Selected excerpt →
+ + + + +

    cloud rendering last, and estimated paid request/cost guards before
    escalation.
  • Add provider-neutral local parity workflows: docpull extract-pack,
    docpull map, docpull crawl-pack, docpull research-pack, and
    docpull entities-pack, plus SDK helpers and MCP tools over the same
    modules. These workflows write local lifecycle artifacts including
    events.ndjson, status.json, poll.report.json, and
    webhook.sample.json.
  • Add local structured-output validation for docpull research-pack --schema
    using a dependency-free JSON Schema subset over cited local answer fields.
  • Add monitor lifecycle controls: docpull monitor trigger, pause,
    unpause, and scheduler-snippet, plus monitor dedupe labels.
  • Add MCP tools for local expansion workflows: render_url,
    discover_sources, fetch_discovered_sources, extract_pack,
    map_sources, crawl_pack, research_pack, entities_pack,
    refresh_pack, audit_pack, answer_pack, validate_policy,
    export_pack, and serve_pack_status.
  • Add local downstream export formats for Sheets CSV/TSV, n8n workflow JSON,
    Vercel AI SDK JSON, CrewAI JSON, warehouse NDJSON, and optional Parquet via
    docpull[parquet].
  • Add explicit optional-renderer diagnostics: docpull render --check,
    docpull render --agent-browser-bin, SDK
    check_agent_browser_availability(), doctor reporting for the external
    agent-browser runtime, and a live smoke test that skips when the executable
    is absent.
  • Harden optional browser rendering by requiring HTTPS except localhost/loopback
    HTTP and rejecting non-default renderer action permissions.
  • Add optional cloud sandbox render runtimes: Vercel through the Vercel Sandbox
    CLI and E2B through the E2B Python SDK/API key.
  • Standardize cloud rendering on the same agent-browser --json contract as
    local rendering. Add docpull render --runtime local|vercel|e2b,
    docpull render init ..., docpull render doctor, estimated per-render
    budget caps, E2B template support, prebuilt sandbox install skipping, E2B
    file result transport, and opt-in live cloud smoke tests gated by
    DOCPULL_LIVE_CLOUD_RENDER=1.
  • Add local pack intelligence commands: docpull pack citations,
    docpull pack entities, docpull pack search, and docpull pack brief,
    plus matching MCP tools for agent access to citation maps, structured
    signals, cited pack search, and cited briefs.

+ + + + +

Exercise data →

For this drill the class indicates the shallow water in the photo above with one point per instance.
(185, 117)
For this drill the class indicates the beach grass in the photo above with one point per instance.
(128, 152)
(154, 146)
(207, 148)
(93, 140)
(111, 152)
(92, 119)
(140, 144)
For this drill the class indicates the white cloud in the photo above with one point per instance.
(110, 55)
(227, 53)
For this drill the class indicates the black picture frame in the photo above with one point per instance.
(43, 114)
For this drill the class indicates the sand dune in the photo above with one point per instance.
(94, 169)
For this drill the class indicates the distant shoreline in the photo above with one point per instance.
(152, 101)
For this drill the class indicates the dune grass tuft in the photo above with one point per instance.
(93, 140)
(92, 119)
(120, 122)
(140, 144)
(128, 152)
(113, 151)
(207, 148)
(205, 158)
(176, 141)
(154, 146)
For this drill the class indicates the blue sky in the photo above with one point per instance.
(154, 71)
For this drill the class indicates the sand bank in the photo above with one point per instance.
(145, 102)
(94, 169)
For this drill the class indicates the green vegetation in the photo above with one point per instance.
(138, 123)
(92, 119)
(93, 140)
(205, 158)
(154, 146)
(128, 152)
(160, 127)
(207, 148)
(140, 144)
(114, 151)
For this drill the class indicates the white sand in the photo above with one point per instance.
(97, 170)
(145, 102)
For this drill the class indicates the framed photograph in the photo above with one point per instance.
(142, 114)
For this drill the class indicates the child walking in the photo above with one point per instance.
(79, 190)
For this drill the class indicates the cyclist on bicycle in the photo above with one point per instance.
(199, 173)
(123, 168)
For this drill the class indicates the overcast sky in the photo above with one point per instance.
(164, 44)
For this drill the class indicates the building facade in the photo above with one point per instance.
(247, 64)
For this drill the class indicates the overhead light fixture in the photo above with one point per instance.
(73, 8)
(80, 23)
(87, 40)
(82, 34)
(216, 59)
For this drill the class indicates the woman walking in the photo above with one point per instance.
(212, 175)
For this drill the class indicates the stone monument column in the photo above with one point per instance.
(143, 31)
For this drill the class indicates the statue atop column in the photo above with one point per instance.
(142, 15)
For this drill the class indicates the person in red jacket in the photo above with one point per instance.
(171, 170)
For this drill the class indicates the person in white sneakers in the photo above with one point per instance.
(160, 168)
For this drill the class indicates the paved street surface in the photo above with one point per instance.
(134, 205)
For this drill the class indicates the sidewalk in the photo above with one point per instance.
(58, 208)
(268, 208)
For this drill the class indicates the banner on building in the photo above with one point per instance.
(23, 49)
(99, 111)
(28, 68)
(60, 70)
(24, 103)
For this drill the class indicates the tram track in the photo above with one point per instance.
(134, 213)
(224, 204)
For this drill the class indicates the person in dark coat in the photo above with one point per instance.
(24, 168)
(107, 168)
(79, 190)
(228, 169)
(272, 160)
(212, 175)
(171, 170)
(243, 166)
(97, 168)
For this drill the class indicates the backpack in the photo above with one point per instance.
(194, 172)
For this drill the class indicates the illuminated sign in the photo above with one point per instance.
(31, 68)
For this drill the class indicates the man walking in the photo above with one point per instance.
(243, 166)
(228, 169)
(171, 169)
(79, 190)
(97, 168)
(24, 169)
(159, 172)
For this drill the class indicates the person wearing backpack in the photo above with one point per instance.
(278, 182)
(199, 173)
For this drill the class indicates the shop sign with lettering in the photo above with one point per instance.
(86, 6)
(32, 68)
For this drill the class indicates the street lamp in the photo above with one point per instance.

+ + + + +

Work instructions → Extend the docpull changelog, starting after its final entry about local pack intelligence commands. The records have no connection to the text.

Task output →
  • Add docpull pack prepare, prepare_pack, and MCP pack_prepare to write
    the standard local pack intelligence bundle in one step.
  • Post-process successful Parallel, Tavily, and Exa provider context packs with
    local score, source-score, citation, entity, search, and brief artifacts.
  • Add first-class Tavily and Exa provider adapters plus docpull tavily ...
    and docpull exa ... aliases for context-pack and extract-pack workflows.
  • Add a provider capability matrix and docpull tavily map-pack, which uses
    Tavily Map to write a standard DocPull discovery pack.
  • Harden provider API key handling by rejecting unsafe key values before header
    use or local secret-file writes.
  • Move provider capability metadata out of adapter code, split provider tests by
    key/adapter/CLI responsibility, and add auth path redaction for CI/agent logs.
  • Add explicit provider live probes: Tavily account usage, Exa public team info,
    Parallel opt-in auth-gate validation, and guarded smoke probes separate from
    offline auth readiness.
  • Add make test-inventory and make test-all-local so contributors can report
    default pytest, fully gated pytest collection, Bun MCP, and coverage gates
    separately.

Changed

  • Reframe public docs around DocPull as a local-first, free-first evidence
    engine: local and open-data routes first, BYOK providers as explicit
    escalation, hosted execution as a future product boundary, and no hidden paid
    calls, CAPTCHA bypass, stealth scraping, or proprietary web-scale index
    claims.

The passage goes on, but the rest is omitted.